_Document excerpt_

# wrff trikes



## schwinnman (Sep 21, 2014)

I just got a wrff trike snoop dog edition needs front right rim and the spinners I never saw this thing until today im glad I didn't pay for it I have clue where to get parts or what it is worth I posted pic when I can get cam. to work .


----------



## sfhschwinn (Sep 21, 2014)

a friend of mine found one and I have it up for sale, it is exactly the same as yours. I have seen them sell $50 to $150 based on condition. You can ride it as a bike with a passenger standing on the platform, or ride as a scooter.


----------



## schwinnman (Sep 21, 2014)

sfhschwinn said:


> a friend of mine found one and I have it up for sale, it is exactly the same as yours. I have seen them sell $50 to $150 based on condition. You can ride it as a bike with a passenger standing on the platform, or ride as a scooter.




do you know where I can get parts?


----------



## sfhschwinn (Sep 23, 2014)

I have no idea where to get the parts. I don't think they made spare parts and if they did I doubt you will find them.


----------



## spoker (Sep 23, 2014)

maby a gocart shop or hardware shop mite have somthing,you may have to get 2 wheels so they match,is the one wheel no repairable?or one of the kides bikes with wheels,iv never seen one,but my dad used to say its not complicated,its just bolts and nuts


----------

_Entries provided_
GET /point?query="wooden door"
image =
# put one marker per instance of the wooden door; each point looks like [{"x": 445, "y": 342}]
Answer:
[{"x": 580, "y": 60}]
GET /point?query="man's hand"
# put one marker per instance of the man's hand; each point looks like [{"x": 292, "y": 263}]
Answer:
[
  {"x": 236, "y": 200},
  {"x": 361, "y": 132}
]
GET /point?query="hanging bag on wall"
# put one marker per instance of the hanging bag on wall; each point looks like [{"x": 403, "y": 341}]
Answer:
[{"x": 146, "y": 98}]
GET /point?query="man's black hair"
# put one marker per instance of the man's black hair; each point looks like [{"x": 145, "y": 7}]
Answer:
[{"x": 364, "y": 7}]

---

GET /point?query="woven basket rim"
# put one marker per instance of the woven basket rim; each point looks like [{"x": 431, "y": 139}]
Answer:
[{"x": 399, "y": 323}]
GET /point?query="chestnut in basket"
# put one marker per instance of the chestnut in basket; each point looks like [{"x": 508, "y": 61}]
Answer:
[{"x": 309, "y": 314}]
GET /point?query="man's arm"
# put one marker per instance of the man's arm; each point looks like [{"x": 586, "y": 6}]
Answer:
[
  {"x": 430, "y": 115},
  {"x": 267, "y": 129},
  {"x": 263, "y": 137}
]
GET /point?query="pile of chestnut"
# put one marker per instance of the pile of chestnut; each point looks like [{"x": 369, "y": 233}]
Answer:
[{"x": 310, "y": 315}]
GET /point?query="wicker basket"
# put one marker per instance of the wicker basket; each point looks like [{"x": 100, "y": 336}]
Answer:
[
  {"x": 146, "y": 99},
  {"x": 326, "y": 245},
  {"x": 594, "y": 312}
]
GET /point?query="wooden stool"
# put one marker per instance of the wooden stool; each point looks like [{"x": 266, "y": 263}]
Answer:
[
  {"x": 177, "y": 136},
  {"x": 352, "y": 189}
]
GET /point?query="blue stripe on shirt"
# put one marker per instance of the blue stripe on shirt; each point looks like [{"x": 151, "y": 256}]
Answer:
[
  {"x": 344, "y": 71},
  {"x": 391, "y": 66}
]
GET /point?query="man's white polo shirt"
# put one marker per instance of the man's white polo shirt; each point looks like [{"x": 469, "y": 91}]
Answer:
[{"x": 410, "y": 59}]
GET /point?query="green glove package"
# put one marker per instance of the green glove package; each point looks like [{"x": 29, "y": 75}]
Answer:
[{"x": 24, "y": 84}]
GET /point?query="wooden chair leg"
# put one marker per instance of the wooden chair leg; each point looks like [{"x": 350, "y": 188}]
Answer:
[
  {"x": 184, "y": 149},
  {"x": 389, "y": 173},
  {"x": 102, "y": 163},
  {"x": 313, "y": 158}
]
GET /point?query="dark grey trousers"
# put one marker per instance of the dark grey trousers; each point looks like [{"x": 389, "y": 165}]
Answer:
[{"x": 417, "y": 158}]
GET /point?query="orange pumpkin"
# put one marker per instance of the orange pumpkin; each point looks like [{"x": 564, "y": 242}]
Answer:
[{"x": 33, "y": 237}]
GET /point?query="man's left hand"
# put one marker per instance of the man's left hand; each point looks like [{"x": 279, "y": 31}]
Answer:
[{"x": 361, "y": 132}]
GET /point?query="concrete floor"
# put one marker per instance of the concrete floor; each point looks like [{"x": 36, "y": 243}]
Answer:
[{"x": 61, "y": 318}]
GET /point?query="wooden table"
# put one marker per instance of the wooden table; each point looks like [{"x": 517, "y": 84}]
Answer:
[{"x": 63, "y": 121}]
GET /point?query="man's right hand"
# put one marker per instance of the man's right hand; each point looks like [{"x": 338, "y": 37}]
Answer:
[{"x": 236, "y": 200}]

_Exercise set_
1. In the trike forum thread, what price range has sfhschwinn seen these trikes sell for?
2. Reproduce everything in the trike forum thread from "I just got a" down to "cam. to work .".
The records are separate from the trike forum thread.

_Solutions by task_
1. $50 to $150, depending on condition.

2.
I just got a wrff trike snoop dog edition needs front right rim and the spinners I never saw this thing until today im glad I didn't pay for it I have clue where to get parts or what it is worth I posted pic when I can get cam. to work .